*** Opening of MATERIALS PROVIDED ***

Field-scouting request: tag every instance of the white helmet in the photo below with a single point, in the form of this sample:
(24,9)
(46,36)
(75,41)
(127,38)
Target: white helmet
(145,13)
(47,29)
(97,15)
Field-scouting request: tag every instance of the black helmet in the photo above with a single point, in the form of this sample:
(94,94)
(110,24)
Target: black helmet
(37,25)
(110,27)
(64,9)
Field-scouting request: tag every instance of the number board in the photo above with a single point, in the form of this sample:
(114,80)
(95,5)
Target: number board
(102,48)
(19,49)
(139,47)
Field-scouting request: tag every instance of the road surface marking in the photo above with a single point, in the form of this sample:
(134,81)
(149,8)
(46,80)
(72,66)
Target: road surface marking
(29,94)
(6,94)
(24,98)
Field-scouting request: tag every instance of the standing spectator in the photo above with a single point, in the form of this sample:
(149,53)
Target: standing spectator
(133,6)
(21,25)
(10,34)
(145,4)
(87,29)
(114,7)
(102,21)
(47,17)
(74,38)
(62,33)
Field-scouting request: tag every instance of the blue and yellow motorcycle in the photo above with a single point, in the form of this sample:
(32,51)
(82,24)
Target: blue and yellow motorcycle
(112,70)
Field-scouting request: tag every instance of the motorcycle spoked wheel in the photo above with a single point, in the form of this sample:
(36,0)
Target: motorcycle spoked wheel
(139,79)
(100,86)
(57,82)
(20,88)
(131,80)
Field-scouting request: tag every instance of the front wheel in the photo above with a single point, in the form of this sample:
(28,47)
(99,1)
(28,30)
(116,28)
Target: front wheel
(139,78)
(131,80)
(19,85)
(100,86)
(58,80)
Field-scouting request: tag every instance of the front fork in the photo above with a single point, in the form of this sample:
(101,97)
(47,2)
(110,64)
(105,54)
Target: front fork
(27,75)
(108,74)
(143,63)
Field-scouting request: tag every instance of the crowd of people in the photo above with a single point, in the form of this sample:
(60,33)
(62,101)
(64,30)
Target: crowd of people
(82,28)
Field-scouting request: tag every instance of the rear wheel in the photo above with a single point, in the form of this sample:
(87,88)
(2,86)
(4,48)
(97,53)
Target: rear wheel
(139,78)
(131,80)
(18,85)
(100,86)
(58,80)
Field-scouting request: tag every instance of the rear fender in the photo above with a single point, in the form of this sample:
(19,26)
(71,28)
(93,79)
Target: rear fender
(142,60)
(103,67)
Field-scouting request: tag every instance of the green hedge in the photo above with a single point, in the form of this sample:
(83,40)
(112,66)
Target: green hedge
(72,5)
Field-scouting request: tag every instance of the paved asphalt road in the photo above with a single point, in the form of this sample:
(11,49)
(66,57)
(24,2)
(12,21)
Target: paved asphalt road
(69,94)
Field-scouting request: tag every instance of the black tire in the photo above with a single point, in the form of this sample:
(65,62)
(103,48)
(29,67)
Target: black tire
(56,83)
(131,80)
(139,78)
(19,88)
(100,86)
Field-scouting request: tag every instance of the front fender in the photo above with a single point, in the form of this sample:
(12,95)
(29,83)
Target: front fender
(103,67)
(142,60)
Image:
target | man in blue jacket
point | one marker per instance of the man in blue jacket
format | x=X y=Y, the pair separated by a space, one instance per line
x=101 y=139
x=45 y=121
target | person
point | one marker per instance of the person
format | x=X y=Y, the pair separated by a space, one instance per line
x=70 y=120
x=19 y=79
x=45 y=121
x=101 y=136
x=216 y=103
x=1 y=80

*** Close of MATERIALS PROVIDED ***

▸ HOW TO COMPLETE THIS TASK:
Your response must consist of all the records, retyped exactly.

▸ COMPLETED EXERCISE:
Field-scouting request: tag every instance of the white helmet in the photo below with a single point, in the form of this sample:
(24,9)
(46,36)
(75,41)
(127,38)
Target: white helmet
(145,13)
(47,29)
(97,15)
Field-scouting request: tag every instance of the black helmet in the photo above with a single point, in the form of this sample:
(94,94)
(110,24)
Target: black helmet
(37,25)
(110,27)
(64,9)
Field-scouting request: tag every instance of the number board in the photo above with a single point, in the form of this sample:
(114,80)
(95,5)
Target: number board
(102,48)
(19,49)
(139,47)
Field-scouting request: tag every instance of the road surface marking in the photo above with a single point, in the form of this sample:
(134,81)
(149,8)
(46,80)
(72,66)
Target: road surface marking
(29,94)
(6,94)
(24,98)
Field-scouting request: tag every instance of the standing spectator in the photo above with a single point, in the form of this sample:
(149,53)
Target: standing spectator
(133,6)
(21,25)
(10,34)
(145,4)
(87,29)
(114,7)
(102,21)
(47,17)
(74,38)
(62,33)
Field-scouting request: tag every instance of the blue and yellow motorcycle in the photo above with a single point, in the form of this sample:
(32,51)
(82,24)
Target: blue and yellow motorcycle
(112,70)
Field-scouting request: tag every instance of the motorcycle spoked wheel in the photo above with a single point, in the form of this sample:
(36,0)
Target: motorcycle spoked wheel
(139,79)
(100,86)
(57,82)
(20,88)
(131,80)
Field-scouting request: tag every instance of the front wheel in the photo above with a single point, in the form of this sample:
(28,47)
(99,1)
(28,30)
(116,28)
Target: front wheel
(139,78)
(131,80)
(19,85)
(100,86)
(58,80)
Field-scouting request: tag every instance of the front fork in the photo above with a single point, in the form of this sample:
(101,97)
(47,2)
(110,64)
(105,54)
Target: front fork
(27,75)
(108,74)
(143,63)
Field-scouting request: tag every instance of the crowd of people in the photo above with a single point, in the form of this sample:
(60,33)
(62,101)
(64,30)
Target: crowd of people
(82,28)
Field-scouting request: tag every instance of the rear wheel in the photo above with a single point, in the form of this sample:
(87,88)
(2,86)
(4,48)
(97,53)
Target: rear wheel
(139,78)
(131,80)
(18,85)
(100,86)
(58,80)
Field-scouting request: tag every instance of the rear fender in the photo above with a single point, in the form of this sample:
(19,26)
(71,28)
(93,79)
Target: rear fender
(142,60)
(103,67)
Field-scouting request: tag every instance of the green hedge in the photo above with a single point, in the form of this sample:
(83,40)
(112,66)
Target: green hedge
(72,5)
Field-scouting request: tag every instance of the paved asphalt road in the photo above with a single point, in the form of this sample:
(11,49)
(66,57)
(24,2)
(12,21)
Target: paved asphalt road
(69,94)
Field-scouting request: tag every instance of the black tire in the photo above with a single point, in the form of this sample:
(65,62)
(103,48)
(29,67)
Target: black tire
(56,83)
(131,80)
(139,78)
(19,88)
(100,86)
Field-scouting request: tag every instance of the front fender in the photo above with a single point, in the form of this sample:
(12,95)
(29,83)
Target: front fender
(103,67)
(142,60)
Image:
target | man in blue jacket
point | one marker per instance of the man in blue jacket
format | x=X y=Y, the pair separated by a space, one instance per line
x=101 y=139
x=45 y=121
target | person
point | one marker per instance of the person
format | x=X y=Y, the pair separated by a space, one instance per line
x=70 y=120
x=19 y=79
x=45 y=121
x=101 y=136
x=216 y=103
x=1 y=80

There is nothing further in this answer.